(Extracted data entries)
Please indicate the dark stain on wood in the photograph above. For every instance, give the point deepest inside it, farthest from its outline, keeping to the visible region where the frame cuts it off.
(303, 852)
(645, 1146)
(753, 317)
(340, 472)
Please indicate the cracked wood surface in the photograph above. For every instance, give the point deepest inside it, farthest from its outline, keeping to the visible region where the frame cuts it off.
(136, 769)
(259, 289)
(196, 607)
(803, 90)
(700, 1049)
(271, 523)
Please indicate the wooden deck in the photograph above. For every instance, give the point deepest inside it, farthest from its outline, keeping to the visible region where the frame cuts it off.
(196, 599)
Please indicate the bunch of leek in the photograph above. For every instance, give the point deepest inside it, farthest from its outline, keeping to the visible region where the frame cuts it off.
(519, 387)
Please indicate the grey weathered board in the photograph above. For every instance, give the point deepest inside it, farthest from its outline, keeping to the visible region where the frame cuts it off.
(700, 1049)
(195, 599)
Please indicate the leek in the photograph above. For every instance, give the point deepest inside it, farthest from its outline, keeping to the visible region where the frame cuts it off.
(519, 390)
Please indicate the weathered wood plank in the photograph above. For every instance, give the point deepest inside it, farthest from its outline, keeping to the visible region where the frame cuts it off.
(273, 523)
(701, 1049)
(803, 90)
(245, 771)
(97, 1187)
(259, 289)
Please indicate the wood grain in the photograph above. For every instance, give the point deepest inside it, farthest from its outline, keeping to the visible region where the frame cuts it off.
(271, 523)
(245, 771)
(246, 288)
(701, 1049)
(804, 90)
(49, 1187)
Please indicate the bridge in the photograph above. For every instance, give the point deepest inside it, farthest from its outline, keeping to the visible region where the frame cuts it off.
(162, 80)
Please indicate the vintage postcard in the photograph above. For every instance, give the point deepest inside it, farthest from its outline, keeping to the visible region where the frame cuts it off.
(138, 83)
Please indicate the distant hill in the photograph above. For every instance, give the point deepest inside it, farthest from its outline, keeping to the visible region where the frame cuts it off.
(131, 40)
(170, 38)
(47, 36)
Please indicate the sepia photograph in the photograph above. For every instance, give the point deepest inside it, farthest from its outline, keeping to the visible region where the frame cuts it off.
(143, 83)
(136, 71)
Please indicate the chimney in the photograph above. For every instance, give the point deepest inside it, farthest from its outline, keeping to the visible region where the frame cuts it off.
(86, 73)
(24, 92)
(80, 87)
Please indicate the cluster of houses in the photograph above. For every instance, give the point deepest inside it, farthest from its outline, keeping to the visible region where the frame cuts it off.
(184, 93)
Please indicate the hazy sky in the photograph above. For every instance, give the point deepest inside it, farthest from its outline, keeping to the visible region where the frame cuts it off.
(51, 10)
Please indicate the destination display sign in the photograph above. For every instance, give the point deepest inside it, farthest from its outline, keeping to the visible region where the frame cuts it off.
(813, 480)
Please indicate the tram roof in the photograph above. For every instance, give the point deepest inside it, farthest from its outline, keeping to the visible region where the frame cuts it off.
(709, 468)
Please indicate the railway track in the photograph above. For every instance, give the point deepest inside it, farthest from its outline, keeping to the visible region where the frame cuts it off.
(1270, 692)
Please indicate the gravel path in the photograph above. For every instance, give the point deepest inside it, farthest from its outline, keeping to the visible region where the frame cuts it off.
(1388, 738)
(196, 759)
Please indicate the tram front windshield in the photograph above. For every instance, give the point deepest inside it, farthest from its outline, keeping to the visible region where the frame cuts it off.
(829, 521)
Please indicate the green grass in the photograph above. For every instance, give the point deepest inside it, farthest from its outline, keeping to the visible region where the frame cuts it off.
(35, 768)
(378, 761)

- Written request
Write out every record verbatim.

- Exercise answer
Please indicate the dark stain on wood in the photograph above. For every instance, give the point deepest inside it, farthest from its outline, keeping to the visible region where the frame cuts it off.
(303, 852)
(645, 1146)
(753, 317)
(340, 472)
Please indicate the cracked wood surface in the photograph above. For every instance, give the point deepest inside it, farthest from its outline, keeping to the visible region where the frame cuts it off.
(136, 769)
(259, 289)
(196, 607)
(803, 90)
(700, 1049)
(271, 523)
Please indicate the wooden deck in the photograph above. For every instance, give the point deepest inside it, farthest from its outline, keeping to the visible region where the frame cuts it off.
(196, 599)
Please indicate the bunch of leek in the photograph above. For every instance, give the point deepest inside it, farthest from its outline, keeping to the visible region where the frame cuts it off.
(519, 387)
Please indicate the grey weathered board in the photograph above. For every instance, give the point deepest inside it, farthest from its outline, keeping to the visible region where the frame cuts it off.
(700, 1049)
(195, 599)
Please indicate the leek in the photograph above. For every instance, give the point deepest inside it, farthest from its outline, keeping to the visible region where the frame cuts it off.
(519, 390)
Please indicate the weathered wood plank in the photograph above. For every instance, give the point deepest inside it, farthest from its outline, keeping to the visible region where the frame cuts it off.
(273, 523)
(701, 1049)
(803, 90)
(245, 771)
(97, 1187)
(259, 289)
Please indicate the wood grain in the photograph above. For every instance, give the point deepest inside it, farthest from its outline, keeping to the visible region where the frame cuts it off.
(271, 523)
(245, 771)
(246, 288)
(701, 1049)
(804, 90)
(49, 1187)
Please indicate the bridge in the photograph above. For every instance, give the point deepest inside it, farthest from its outline, keeping to the visible region where the frame cuts it off.
(162, 80)
Please indicate the vintage postcard in the photograph above. For every instance, give the point deepest inside it, farthest from its outline, keeping to the visible region where the frame cuts it off.
(138, 83)
Please indicate the distant hill in the photograph above. For every instance, give the point deepest inside it, farthest from its outline, keeping to the visible region where the frame cuts it off.
(131, 40)
(170, 38)
(47, 36)
Please indicate the sepia photograph in the photograph above. For every instance, give the point deepest inside it, farthest from its outline, keeping to the visible region where the frame cuts it off.
(143, 83)
(136, 71)
Please indicate the chimney in the photograph above. For every instance, give the point deepest inside it, farthest from its outline, keeping to the visible region where the frame cuts it off.
(86, 73)
(24, 92)
(80, 87)
Please indicate the cluster of houses in the photograph above. For every instance, give the point deepest inside it, farthest from its outline, keeping to the visible region where the frame cuts it off.
(184, 93)
Please indicate the hazy sky in the photograph above. For every instance, give the point deepest inside it, farthest from its outline, keeping to the visible region where the frame cuts it off.
(51, 10)
Please indicate the destination display sign in the photograph above. For every instance, give the point deepest inside it, farthest from its outline, keeping to the visible region where the frame cuts it off.
(813, 480)
Please indicate the tram roof in the photograph above. For every instance, give the point deepest inside it, farthest from its outline, keeping to the visible region where the frame cuts it off.
(709, 468)
Please indicate the railway track in the photograph above. For every instance, give the point deepest inside it, farthest from its outline, keeping to the visible region where the frame cuts it off.
(1270, 692)
Please indicate the gravel path in the photograph above. For every instance, give the point deepest inside it, farthest from its outline, keeping to the visible region where the frame cuts it off.
(1388, 738)
(196, 759)
Please indicate the tram front windshield in the photograph above. For every instance, give the point deepest inside it, farthest from its outline, keeping to the visible region where the frame cuts it off.
(829, 521)
Please indicate the green grass in the photograph above. For every instance, give the point deepest inside it, farthest from its outline, keeping to the visible region where the frame cuts it off.
(35, 768)
(378, 761)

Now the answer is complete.